SOURCE DOCUMENT:
Dr Dinshaw Doongaji, the doyen of psychiatry, passed away on February 25 on his 91st birthday.
For him psychiatry was logic married to mathematics. The weekly grand round discussions with Sir was a treat for our gray cells and all four ventricles of our hearts. We never feared him, at a time when many consultants evoked awe.
Flanked by his two two peers, Dr Ashit Sheth and Dr Jayant Apte, he would inject enthusiasm and ask incisive queries. Expletives flowed occasionally if we erred but no one felt insulted or humiliated. It was pure love and compassion that he displayed to each one of us. We all felt very equal in his presence.
As student when we asked questions, Dr Doongaji would just pick up one of his own books or journals and offer us to read. This was in an era when the internet and Google were not available and students were at the mercy of the library and teachers for sourcing references. His wit was remarkable and he let it loose with a voice so soft, chuckling away with a laughter that was infectious yet sober.
Dr Doongaji allowed everyone around him to simply believe in themselves and use every cell of their being to learn not only from experiences but also beyond the ordinary. He did not give us the equations of psychiatry but taught us how to derive them ourselves. He was equal to all, including ward boys and the nurses.
Dr Doongaji taught us without actually teaching us. Sometimes he would ask Ram Singhal, a senior and experienced ward boy, for his opinion, and Singhal would occasionally be right.
With a surgical mind Dr Doongaji would dissect every fact and every observation. He was forthright and blunt. In one of our interactions he asked my senior registrar. “Will you give these medications if the patient was your relative?” But this was asked without malice.
Dr Chand Nair, one of my dear friends and a student then, says: “On completing my three years of residency, I topped my university in that batch and went to him all puffed up, seeking guidance. His advice was simple: ‘Practising medicine and especially psychiatry is not a passive spectator sport , dikhra, step into the arena like it is a gladiatorial sport and fight for your patients.’”
I spent one year at KEM hospital and that year was a period when my mind was imprinted by just two phrases: Be rationale, be human. I strive to follow that even today. With Shubha Thatte, a wonderful psychologist, and the late Mr Mistry, the EEG professional par excellence who interpreted the brain graphs probably better than anyone else, they made a great trio. I personally feel that it was one of the golden eras of psychiatry in India. The first research papers on the use of yoga in psychoneurosis came from the department pioneered by the late Dr NS Vahia, whom Dr Doongaji assisted for many years.
Dr Nair describes sir as “a wonderful, trailblazing, funny and brilliant man.” For me he was the Zen master.

YOUR TASKS:
[a] In the remembrance of Dr Dinshaw Doongaji, why did his habit of handing students his own books or journals when they asked questions matter? Answer in one to three sentences.
[b] Duplicate a passage from the remembrance of Dr Dinshaw Doongaji without any changes, beginning at the words "Dr Doongaji allowed" and stopping after the words "and the nurses.".

Collected data entries
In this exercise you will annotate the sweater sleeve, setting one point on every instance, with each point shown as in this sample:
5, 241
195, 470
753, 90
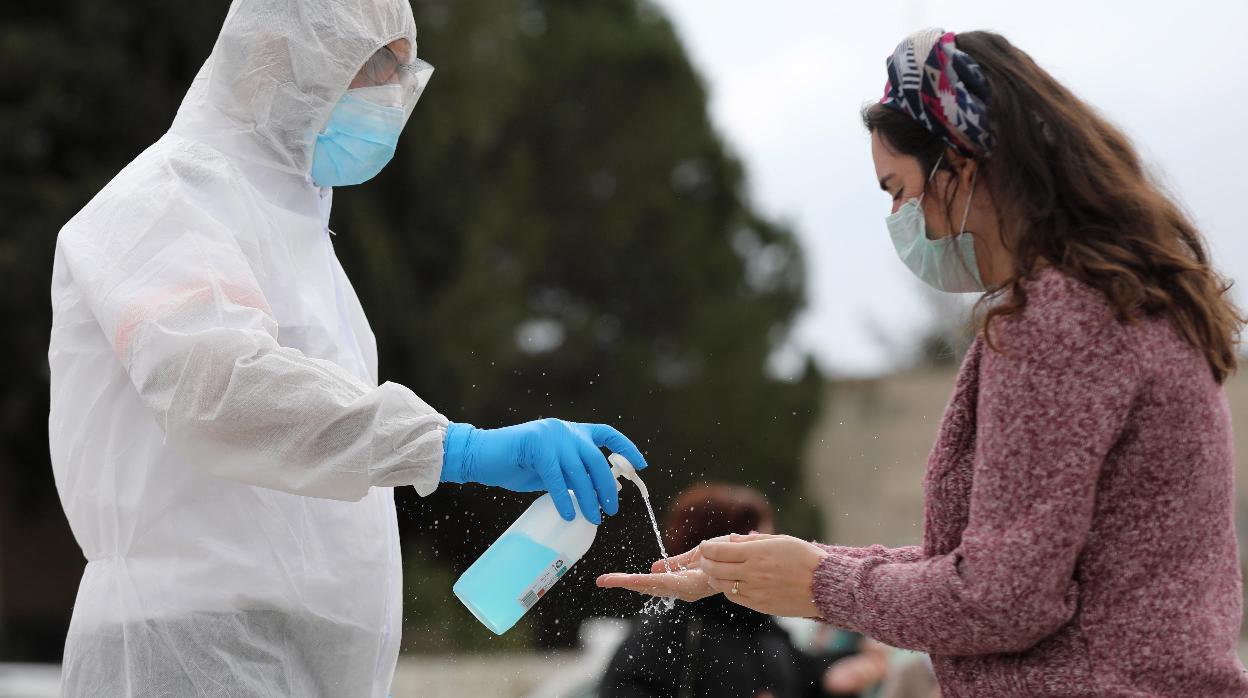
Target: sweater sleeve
1048, 411
905, 553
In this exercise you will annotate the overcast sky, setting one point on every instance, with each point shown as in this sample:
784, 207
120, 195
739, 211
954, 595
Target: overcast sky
788, 79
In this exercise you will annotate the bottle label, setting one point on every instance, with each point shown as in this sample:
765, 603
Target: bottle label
543, 583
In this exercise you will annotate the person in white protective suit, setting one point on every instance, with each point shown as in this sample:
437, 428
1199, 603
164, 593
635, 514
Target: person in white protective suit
221, 445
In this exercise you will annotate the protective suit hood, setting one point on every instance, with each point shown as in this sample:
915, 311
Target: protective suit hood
276, 71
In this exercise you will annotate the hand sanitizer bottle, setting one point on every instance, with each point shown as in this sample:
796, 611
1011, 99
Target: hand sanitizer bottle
529, 557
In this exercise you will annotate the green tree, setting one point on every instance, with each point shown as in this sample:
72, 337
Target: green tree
560, 234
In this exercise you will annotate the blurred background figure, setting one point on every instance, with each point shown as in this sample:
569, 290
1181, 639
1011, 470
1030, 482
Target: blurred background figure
714, 647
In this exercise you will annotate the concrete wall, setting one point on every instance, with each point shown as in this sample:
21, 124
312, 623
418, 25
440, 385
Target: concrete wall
866, 456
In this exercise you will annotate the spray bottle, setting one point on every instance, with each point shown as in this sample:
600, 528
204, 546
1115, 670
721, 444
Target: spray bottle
531, 556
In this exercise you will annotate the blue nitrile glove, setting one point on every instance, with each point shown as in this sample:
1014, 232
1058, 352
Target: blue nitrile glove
548, 455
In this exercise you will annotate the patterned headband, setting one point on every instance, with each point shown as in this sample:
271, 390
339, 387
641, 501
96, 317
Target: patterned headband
942, 89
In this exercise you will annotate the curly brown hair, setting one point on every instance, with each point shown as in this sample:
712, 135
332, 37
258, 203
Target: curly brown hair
1072, 194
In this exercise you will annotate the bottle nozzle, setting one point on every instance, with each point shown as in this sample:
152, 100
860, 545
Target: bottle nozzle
620, 466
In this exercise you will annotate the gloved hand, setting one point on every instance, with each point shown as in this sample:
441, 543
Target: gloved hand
544, 455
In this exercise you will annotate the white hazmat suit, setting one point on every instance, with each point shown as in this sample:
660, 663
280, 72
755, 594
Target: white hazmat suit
220, 442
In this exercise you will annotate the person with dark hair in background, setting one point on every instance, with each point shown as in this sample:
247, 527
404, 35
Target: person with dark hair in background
713, 647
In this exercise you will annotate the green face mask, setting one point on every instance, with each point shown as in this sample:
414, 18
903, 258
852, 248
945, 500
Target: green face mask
946, 264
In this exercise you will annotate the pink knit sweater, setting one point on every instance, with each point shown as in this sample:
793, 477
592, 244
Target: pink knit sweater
1080, 536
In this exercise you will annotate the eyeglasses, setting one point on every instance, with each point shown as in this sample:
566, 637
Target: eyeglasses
385, 68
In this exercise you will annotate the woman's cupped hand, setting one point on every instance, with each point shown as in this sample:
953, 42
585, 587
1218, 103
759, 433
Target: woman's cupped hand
760, 571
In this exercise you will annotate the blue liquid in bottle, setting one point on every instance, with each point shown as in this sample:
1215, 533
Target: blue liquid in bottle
503, 583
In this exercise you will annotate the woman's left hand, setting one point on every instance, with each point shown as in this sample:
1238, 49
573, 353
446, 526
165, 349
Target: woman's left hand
768, 573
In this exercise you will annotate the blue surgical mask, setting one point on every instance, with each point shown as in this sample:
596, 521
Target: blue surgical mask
946, 264
360, 137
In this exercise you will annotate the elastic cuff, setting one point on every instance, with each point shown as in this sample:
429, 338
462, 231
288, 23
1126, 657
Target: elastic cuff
833, 588
454, 455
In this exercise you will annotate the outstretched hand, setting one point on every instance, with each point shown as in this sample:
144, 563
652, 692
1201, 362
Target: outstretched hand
685, 580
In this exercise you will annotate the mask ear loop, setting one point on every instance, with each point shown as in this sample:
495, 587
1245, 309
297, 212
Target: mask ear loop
930, 175
967, 210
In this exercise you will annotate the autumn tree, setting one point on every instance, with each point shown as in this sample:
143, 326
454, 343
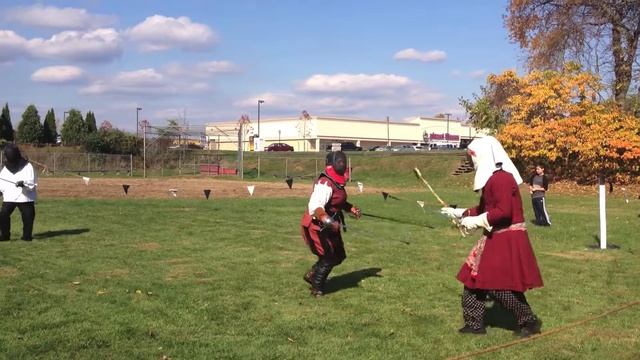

ANSWERS TO EACH TASK:
[a] Students had no internet or Google at the time. They depended on the library and their teachers to find references, so his books and journals gave them sources they could not easily get otherwise.

[b]
Dr Doongaji allowed everyone around him to simply believe in themselves and use every cell of their being to learn not only from experiences but also beyond the ordinary. He did not give us the equations of psychiatry but taught us how to derive them ourselves. He was equal to all, including ward boys and the nurses.